Pointing dataset excerpts
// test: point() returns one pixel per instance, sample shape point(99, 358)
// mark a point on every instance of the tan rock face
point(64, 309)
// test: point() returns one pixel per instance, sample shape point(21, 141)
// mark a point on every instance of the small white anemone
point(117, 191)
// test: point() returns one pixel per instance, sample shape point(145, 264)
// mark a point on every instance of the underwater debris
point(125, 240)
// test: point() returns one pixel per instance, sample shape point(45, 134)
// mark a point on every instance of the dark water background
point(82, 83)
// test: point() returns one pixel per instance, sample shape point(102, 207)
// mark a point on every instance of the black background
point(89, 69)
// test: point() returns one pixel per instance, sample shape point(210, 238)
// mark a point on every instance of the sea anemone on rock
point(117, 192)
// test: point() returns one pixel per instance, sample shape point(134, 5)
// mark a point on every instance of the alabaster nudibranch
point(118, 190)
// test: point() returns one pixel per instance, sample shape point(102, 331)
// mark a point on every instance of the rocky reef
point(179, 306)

§ **REQUEST**
Write out every record verbatim.

§ **RESULT**
// test: point() returns one pixel per instance, sample shape point(99, 358)
// mark a point on every instance of the tan rock face
point(64, 309)
// test: point() returns one pixel per instance, sample shape point(21, 141)
// mark a point on every instance of the small white anemone
point(117, 191)
// test: point() returns one pixel per instance, sample shape point(145, 264)
// mark a point on every instance of the underwater debris
point(125, 240)
// test: point() returns one pixel per instance, sample shape point(45, 134)
// mark a point on every instance of the dark water background
point(82, 83)
// test: point() returns one pixel per instance, sample shape point(102, 207)
// mark a point on every instance of the black background
point(89, 69)
// test: point() returns one pixel per instance, sample shape point(210, 238)
// mark a point on every instance of the sea anemone on rock
point(117, 192)
// test: point() returns one pixel per instance, sample shape point(134, 5)
// mark a point on every instance of the alabaster nudibranch
point(118, 190)
// test: point() returns one pixel per instance, sample shape point(102, 331)
// mark a point on every instance of the rocky reef
point(179, 306)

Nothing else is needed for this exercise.